3) Up your emergency fund to a full 6 months of expenses
4) If you have any bonus money left after the above, increase your 401K contributions to 15% and use the extra cash to purchase Roth IRAs.
Sure, if you want to keep it relatively liquid, I would do an S&P 500 index fund. Low turnover, low fees, will mirror the broader market.
@Anonymouswrote:
Any other suggestions with the thought of keeping funds liquid? I thinking of picking up the Chase savings/checking SUB of $500 with $15K, but think I may need to wait until CR’s are clear of BK by June? Will still have plenty leftover to do something else with even if I do Chase SUB.
Thanks!
You can do the Chase savings/checking SUB of $500 with $15K with the BK still on your CR, just be sure to decline overdraft protection on checking as that's a credit product and authorizes theme to pull your credit report. Without OD protection all they pull is EWS to check for any banking problems.
I included a couple Chase cards in my 2010 BK7 and opened a Chase checking account in January, my first direct deposit hit in Feb., and I got the $300 SUB a few days later.
There's also a SUB for Discover Bank Savings, if you've never had a Disco savings account before - $150 SUB for $15k, $200 SUB for $25k. Code: HMB318
Open the account by 4/2/18 and fund the needed balance by 4/16/18.
@Anonymouswrote:
Thanks! Just opened the Chase $500 SUB. Need to check into the Disco SUB.
It's a site similar to Doctor of Credit, google hustlermoneyblog
That's what the HMB stands for in the code.
When you have some extra cash those bank SUBs pay alot better than interest rates.
@Anonymouswrote:
I am sitting on a hefty sum of cash between my annual bonus and some company issued stock I sold. I don’t know how to invest in the stock market, and I don’t want to waste the opportunity to have this cash earn me a return. Any advice?
When in doubt, invest it the same way you do your retirement accounts. If you have a portfolio you are happy with in your 401k, do the same with your extra cash. If your retirement/ESPP is handled by a company like Fidelity or Merrill, you can likely open (or already have) an individual brokerage where you can buy stock from with the cash. Just be mindful of diversification - don't have 90% of your total nest egg in the same ETF (or even sector of the market, such as tech stocks).
This gives you time to research some individual companies you may like to invest in.
Nobody should be telling you specifically which stocks to buy except for you.
@DaveInAZwrote:
@Anonymouswrote:
Thanks! Just opened the Chase $500 SUB. Need to check into the Disco SUB.It's a site similar to Doctor of Credit, google hustlermoneyblog
That's what the HMB stands for in the code.

List of tasks -
• a. Answer these questions using the forum thread.
(i) What balance earns the $200 bonus on the Discover Bank Savings account?
(ii) What should be declined on the Chase checking account to keep Chase from pulling a credit report?
(iii) By what date must the Discover account be opened?
• b. In the records, replace "--box-format" with "--bbox-format" from the line with "--find lake surface" up to and including the line with "(0, 281), (320, 438)". Output only those lines, with nothing else changed.
The forum thread and the records come from separate sources.

Available records -
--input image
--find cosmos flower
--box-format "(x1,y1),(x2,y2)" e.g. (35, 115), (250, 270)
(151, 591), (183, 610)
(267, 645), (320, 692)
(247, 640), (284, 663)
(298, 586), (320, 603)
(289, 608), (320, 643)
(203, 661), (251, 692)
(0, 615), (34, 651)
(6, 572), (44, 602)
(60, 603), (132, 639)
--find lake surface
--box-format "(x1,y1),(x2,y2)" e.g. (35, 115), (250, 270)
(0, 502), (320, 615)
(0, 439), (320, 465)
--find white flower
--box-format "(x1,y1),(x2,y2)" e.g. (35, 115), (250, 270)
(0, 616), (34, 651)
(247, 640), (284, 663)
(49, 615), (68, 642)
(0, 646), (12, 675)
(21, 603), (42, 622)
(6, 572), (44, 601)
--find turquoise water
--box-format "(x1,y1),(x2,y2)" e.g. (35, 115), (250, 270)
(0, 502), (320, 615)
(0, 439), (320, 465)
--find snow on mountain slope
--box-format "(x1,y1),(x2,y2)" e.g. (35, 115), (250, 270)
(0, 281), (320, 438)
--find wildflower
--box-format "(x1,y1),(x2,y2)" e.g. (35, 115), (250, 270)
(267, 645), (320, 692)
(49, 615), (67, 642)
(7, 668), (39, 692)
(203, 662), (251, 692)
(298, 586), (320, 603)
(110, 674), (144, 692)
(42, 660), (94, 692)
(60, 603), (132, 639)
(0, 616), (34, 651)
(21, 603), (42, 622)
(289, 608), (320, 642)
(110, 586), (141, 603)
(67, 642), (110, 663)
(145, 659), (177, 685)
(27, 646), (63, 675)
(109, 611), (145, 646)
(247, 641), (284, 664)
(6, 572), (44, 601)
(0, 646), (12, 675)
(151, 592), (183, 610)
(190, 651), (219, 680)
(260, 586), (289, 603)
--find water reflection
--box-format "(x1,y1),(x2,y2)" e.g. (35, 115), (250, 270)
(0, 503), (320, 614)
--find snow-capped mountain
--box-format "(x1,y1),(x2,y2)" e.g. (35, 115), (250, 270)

Results for each task -
• a.
(i) $25k
(ii) Overdraft protection
(iii) 4/2/18

• b.
--find lake surface
--bbox-format "(x1,y1),(x2,y2)" e.g. (35, 115), (250, 270)
(0, 502), (320, 615)
(0, 439), (320, 465)
--find white flower
--bbox-format "(x1,y1),(x2,y2)" e.g. (35, 115), (250, 270)
(0, 616), (34, 651)
(247, 640), (284, 663)
(49, 615), (68, 642)
(0, 646), (12, 675)
(21, 603), (42, 622)
(6, 572), (44, 601)
--find turquoise water
--bbox-format "(x1,y1),(x2,y2)" e.g. (35, 115), (250, 270)
(0, 502), (320, 615)
(0, 439), (320, 465)
--find snow on mountain slope
--bbox-format "(x1,y1),(x2,y2)" e.g. (35, 115), (250, 270)
(0, 281), (320, 438)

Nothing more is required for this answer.